— Start RECORDS —

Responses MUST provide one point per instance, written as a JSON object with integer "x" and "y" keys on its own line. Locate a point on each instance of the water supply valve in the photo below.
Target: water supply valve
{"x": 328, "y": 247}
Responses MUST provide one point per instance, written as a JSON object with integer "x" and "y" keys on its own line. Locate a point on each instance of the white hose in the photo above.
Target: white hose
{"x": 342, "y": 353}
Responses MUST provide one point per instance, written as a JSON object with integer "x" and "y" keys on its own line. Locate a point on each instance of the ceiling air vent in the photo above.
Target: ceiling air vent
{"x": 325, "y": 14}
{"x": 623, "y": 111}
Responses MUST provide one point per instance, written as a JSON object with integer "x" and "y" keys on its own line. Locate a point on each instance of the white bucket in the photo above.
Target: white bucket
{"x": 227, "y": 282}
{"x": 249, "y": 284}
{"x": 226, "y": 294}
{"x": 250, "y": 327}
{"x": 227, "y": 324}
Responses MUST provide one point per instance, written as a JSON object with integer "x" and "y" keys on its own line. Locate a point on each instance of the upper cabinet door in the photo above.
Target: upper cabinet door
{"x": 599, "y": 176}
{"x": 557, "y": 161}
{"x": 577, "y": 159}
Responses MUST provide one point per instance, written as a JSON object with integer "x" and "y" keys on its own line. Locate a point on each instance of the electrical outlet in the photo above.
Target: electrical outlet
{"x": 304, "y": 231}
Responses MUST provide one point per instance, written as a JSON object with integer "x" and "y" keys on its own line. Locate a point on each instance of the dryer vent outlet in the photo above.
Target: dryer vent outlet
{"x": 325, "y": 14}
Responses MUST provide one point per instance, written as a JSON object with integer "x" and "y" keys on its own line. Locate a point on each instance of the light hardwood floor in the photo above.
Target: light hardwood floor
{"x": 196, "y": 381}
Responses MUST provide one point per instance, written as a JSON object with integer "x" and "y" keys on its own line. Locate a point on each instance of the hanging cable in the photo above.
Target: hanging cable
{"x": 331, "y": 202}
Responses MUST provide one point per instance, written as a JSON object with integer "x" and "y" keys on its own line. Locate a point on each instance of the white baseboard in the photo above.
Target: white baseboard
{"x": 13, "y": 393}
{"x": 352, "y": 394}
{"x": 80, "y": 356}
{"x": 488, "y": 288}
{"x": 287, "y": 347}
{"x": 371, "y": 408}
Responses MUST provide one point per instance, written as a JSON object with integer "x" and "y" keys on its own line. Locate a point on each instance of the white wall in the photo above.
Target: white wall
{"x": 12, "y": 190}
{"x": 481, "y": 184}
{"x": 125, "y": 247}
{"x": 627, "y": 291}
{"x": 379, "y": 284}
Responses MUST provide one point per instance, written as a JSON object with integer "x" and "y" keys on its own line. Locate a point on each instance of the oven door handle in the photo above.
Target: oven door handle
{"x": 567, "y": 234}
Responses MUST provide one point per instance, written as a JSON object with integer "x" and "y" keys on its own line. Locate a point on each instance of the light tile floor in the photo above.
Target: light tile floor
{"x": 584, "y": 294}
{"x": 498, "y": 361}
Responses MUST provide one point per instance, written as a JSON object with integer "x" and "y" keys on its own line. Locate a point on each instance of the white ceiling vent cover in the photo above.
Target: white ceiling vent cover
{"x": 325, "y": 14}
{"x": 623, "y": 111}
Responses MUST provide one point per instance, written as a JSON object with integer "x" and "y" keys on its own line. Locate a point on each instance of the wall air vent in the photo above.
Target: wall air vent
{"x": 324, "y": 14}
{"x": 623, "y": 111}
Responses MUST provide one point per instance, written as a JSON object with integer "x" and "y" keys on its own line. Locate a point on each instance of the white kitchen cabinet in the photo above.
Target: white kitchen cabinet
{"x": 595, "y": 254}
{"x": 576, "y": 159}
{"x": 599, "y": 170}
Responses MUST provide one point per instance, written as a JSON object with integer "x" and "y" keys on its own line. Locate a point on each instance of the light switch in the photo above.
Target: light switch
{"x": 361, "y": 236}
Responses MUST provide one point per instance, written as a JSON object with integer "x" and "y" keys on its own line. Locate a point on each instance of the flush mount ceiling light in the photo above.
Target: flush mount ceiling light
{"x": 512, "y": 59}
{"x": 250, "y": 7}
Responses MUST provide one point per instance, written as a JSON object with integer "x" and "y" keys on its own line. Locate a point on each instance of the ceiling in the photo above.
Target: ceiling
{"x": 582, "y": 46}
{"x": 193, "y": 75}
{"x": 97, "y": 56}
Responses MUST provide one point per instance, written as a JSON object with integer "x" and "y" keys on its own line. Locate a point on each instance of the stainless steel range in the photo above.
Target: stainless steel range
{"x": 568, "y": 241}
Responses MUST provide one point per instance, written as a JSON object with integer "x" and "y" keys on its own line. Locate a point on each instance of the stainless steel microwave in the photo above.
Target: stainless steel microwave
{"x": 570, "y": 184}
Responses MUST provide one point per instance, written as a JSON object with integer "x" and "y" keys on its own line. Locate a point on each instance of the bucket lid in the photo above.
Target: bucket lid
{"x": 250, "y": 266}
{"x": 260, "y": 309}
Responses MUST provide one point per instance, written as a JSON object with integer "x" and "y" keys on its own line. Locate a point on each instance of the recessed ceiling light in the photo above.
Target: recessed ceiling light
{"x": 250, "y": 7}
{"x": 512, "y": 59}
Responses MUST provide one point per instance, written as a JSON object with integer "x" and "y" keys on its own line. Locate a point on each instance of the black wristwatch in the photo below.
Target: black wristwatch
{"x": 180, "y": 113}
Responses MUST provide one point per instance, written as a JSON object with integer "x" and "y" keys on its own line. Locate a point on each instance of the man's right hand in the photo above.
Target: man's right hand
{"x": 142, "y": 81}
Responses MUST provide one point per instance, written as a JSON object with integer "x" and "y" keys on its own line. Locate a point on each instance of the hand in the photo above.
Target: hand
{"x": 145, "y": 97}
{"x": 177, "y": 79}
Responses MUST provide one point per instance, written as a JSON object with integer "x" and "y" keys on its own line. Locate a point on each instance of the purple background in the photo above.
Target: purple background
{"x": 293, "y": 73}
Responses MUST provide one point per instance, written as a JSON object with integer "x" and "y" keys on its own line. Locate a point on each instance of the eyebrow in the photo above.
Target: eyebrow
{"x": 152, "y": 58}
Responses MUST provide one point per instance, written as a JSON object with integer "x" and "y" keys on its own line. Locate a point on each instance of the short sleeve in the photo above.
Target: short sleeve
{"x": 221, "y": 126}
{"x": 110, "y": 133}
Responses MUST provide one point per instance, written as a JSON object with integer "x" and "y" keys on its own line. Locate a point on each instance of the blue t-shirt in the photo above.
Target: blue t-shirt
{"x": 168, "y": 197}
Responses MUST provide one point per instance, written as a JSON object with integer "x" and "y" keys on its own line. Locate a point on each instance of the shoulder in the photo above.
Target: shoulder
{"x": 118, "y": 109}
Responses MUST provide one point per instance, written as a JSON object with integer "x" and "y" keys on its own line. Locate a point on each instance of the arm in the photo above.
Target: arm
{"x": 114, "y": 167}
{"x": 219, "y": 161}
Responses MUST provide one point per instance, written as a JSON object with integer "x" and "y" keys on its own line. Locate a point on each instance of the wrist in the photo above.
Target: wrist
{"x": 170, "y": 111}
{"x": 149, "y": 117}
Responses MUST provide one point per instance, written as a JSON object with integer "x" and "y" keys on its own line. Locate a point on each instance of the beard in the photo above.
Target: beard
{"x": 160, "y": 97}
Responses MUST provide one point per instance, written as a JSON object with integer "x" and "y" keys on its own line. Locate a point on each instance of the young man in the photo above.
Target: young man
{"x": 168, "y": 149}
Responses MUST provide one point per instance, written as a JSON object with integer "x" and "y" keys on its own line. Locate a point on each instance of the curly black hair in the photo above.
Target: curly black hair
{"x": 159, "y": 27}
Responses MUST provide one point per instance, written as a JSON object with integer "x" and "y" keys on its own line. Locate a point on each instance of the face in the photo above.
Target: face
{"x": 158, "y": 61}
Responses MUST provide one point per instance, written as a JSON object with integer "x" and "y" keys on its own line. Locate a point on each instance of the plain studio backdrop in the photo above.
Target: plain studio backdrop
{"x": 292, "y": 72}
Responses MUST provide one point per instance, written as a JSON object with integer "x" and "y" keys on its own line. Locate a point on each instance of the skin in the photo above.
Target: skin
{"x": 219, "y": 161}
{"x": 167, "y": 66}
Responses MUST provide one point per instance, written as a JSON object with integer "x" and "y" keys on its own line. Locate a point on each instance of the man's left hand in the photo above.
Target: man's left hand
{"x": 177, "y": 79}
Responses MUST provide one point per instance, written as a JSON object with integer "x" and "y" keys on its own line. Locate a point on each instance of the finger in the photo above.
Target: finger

— End RECORDS —

EXERCISE INSTRUCTIONS: Only the lines from the one that contains "man in the photo above." through the last line should be repeated, each exactly as it stands, with both ends included.

SOLUTION:
Responses MUST provide one point per instance, written as a JSON object with integer "x" and "y" keys on its own line. Locate a point on each instance of the young man in the photo above.
Target: young man
{"x": 168, "y": 149}
Responses MUST provide one point per instance, written as a JSON object with integer "x" and "y" keys on its own line. Locate a point on each instance of the curly black hair in the photo above.
Target: curly black hair
{"x": 159, "y": 27}
Responses MUST provide one point per instance, written as a JSON object with integer "x" and "y" keys on its own line. Locate a point on each instance of the face in the photo above.
Target: face
{"x": 158, "y": 61}
Responses MUST provide one point per instance, written as a JSON object with integer "x" and "y" keys on its own line. Locate a point on each instance of the plain studio backdrop in the photo above.
Target: plain studio backdrop
{"x": 292, "y": 72}
Responses MUST provide one point per instance, written as a JSON object with integer "x" and "y" keys on its own line. Locate a point on each instance of the skin in the photo above.
Target: skin
{"x": 219, "y": 161}
{"x": 167, "y": 66}
Responses MUST provide one point per instance, written as a JSON object with integer "x" and "y" keys on its own line. Locate a point on each instance of the man's left hand in the photo above.
Target: man's left hand
{"x": 177, "y": 79}
Responses MUST provide one point per instance, written as a JSON object with integer "x" and "y" keys on its own line. Locate a point on each instance of the finger in the photo above.
Target: finger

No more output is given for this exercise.